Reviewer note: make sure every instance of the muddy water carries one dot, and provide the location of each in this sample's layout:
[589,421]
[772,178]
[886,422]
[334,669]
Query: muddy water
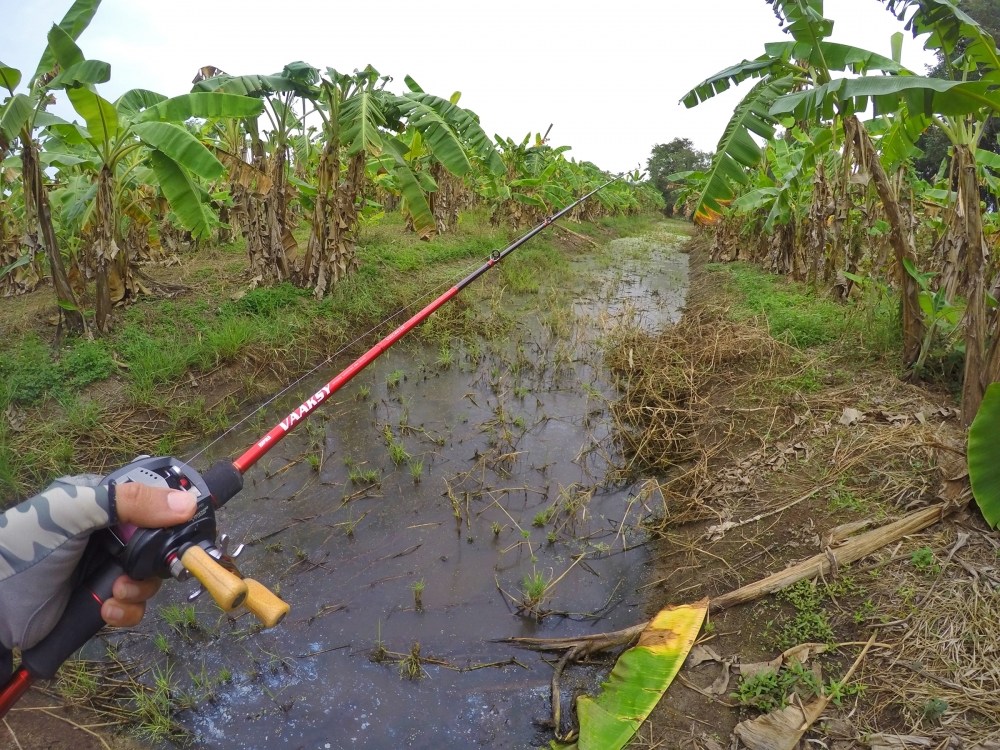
[508,444]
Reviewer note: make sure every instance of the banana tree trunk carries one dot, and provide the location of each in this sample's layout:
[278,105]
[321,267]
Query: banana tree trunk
[105,252]
[264,216]
[332,253]
[981,366]
[900,237]
[816,228]
[38,218]
[444,202]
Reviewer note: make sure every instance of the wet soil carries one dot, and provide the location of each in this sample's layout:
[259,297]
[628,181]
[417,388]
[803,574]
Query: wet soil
[512,435]
[470,471]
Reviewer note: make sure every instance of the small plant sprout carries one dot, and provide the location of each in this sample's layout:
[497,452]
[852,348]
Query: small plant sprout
[410,666]
[923,559]
[418,595]
[397,452]
[363,477]
[446,357]
[379,654]
[533,588]
[180,617]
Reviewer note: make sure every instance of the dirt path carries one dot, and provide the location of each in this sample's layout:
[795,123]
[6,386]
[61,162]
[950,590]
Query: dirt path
[766,455]
[789,453]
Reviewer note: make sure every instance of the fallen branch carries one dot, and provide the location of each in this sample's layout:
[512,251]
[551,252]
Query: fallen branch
[830,559]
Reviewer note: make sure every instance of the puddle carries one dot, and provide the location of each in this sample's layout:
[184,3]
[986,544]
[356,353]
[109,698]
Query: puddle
[506,452]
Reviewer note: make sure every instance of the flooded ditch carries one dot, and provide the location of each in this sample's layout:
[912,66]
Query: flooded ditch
[450,496]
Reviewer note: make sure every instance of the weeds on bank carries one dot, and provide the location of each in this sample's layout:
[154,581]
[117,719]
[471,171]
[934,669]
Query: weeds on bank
[806,319]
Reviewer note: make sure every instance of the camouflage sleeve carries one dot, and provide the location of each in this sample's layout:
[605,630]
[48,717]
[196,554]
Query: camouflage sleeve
[41,542]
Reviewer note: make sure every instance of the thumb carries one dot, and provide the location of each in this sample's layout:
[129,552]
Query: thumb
[153,507]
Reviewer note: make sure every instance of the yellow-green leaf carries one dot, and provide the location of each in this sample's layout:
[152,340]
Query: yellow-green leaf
[639,679]
[984,456]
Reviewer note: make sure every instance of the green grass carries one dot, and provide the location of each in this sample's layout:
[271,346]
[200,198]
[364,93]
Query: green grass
[158,345]
[805,319]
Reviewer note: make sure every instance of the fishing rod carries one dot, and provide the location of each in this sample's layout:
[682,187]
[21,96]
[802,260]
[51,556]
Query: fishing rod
[191,549]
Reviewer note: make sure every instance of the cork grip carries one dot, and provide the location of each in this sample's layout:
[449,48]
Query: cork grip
[228,590]
[265,605]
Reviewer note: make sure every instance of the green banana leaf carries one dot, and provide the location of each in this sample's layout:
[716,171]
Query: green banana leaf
[640,677]
[9,77]
[737,150]
[100,114]
[14,116]
[181,146]
[984,455]
[77,18]
[86,72]
[183,195]
[360,120]
[64,47]
[202,104]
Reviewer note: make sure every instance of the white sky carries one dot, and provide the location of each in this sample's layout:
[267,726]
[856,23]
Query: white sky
[608,77]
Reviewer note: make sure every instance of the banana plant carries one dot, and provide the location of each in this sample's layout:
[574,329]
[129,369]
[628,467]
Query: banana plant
[960,107]
[797,85]
[21,115]
[260,182]
[447,142]
[145,121]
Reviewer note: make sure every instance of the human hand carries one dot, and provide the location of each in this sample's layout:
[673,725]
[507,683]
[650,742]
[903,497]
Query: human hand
[147,507]
[43,539]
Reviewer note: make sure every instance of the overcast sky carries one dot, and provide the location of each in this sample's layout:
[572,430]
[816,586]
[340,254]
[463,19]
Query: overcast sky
[608,76]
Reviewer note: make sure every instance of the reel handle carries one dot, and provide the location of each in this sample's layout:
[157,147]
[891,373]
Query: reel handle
[266,606]
[228,589]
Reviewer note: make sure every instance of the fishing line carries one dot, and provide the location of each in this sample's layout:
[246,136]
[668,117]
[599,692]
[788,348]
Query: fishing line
[361,336]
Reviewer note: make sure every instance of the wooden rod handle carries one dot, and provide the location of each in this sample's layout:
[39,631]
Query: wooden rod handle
[228,590]
[267,606]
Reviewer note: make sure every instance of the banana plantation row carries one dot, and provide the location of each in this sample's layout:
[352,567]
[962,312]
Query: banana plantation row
[833,199]
[250,156]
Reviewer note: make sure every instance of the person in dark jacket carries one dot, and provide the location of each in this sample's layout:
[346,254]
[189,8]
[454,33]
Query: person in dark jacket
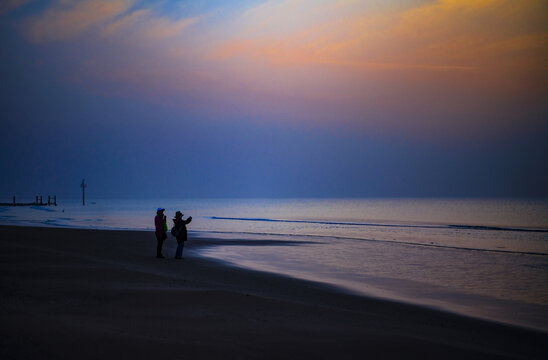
[179,231]
[161,231]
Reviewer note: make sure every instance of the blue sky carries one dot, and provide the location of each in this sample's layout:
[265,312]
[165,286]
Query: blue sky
[274,98]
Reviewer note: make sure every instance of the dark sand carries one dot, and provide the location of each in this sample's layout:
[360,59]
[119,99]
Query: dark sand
[88,294]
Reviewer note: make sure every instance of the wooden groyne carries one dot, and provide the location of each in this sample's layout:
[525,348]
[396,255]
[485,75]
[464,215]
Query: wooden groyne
[52,201]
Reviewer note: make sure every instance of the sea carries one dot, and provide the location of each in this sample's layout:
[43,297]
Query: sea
[484,258]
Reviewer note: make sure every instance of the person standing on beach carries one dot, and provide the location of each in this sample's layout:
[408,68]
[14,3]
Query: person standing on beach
[179,231]
[161,231]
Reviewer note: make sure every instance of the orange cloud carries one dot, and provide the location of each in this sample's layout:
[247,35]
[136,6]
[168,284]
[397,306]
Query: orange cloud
[443,35]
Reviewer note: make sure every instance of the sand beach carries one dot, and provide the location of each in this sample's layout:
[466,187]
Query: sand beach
[88,294]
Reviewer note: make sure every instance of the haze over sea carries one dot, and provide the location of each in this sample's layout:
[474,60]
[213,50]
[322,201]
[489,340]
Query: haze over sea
[479,257]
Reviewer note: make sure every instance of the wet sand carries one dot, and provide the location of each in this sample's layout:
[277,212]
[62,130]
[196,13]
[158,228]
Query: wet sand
[91,294]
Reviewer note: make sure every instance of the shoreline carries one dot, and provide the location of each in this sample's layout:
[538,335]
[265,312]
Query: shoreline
[104,287]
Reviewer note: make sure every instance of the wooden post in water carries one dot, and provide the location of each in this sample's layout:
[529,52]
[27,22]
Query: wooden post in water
[83,185]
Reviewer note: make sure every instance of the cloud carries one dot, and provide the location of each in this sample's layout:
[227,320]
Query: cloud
[413,65]
[69,19]
[7,6]
[441,35]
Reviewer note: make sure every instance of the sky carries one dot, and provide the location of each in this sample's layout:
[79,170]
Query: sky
[300,98]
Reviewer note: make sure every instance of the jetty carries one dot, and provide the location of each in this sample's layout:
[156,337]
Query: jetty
[52,201]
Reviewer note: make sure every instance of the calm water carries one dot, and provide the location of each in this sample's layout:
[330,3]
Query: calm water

§ §

Everything from the line containing "Reviewer note: make sure every instance of the haze" to the end of the records must be written out exactly; include both of those lines and no others.

Reviewer note: make sure every instance of the haze over sea carries one dot, and provide the location of each in this sample's layout:
[474,60]
[213,50]
[322,201]
[489,340]
Query: haze over sea
[479,257]
Reviewer note: make sure every instance of the wet sand carries one dot, and provide the location of each in this sample's layout:
[277,212]
[62,130]
[196,13]
[158,228]
Query: wet sand
[91,294]
Reviewer note: make sure every instance of the shoreline carries one dot, and provide the location of each in this sample's layout:
[538,335]
[265,312]
Query: shoreline
[104,287]
Reviewer note: make sure every instance of the wooden post in water carries one dot, and provide the location of each in this sample's layout:
[529,52]
[27,22]
Query: wooden post in water
[83,185]
Reviewer note: make sure every instance of the cloud carries one dot, and provide the location of each in this sample's layout:
[227,320]
Query: cloud
[413,65]
[69,19]
[7,6]
[441,35]
Reviewer note: make sure every instance of the sky carries one dot, and provide the location of each in this sample's layout:
[79,170]
Query: sky
[300,98]
Reviewer note: make sure every instance of the jetty carries one dot, and provide the location of each in this sample's layout:
[156,337]
Query: jetty
[52,201]
Reviewer note: make sure every instance of the calm water carries one dot, and provide the location of each in this sample's layout:
[330,3]
Query: calm water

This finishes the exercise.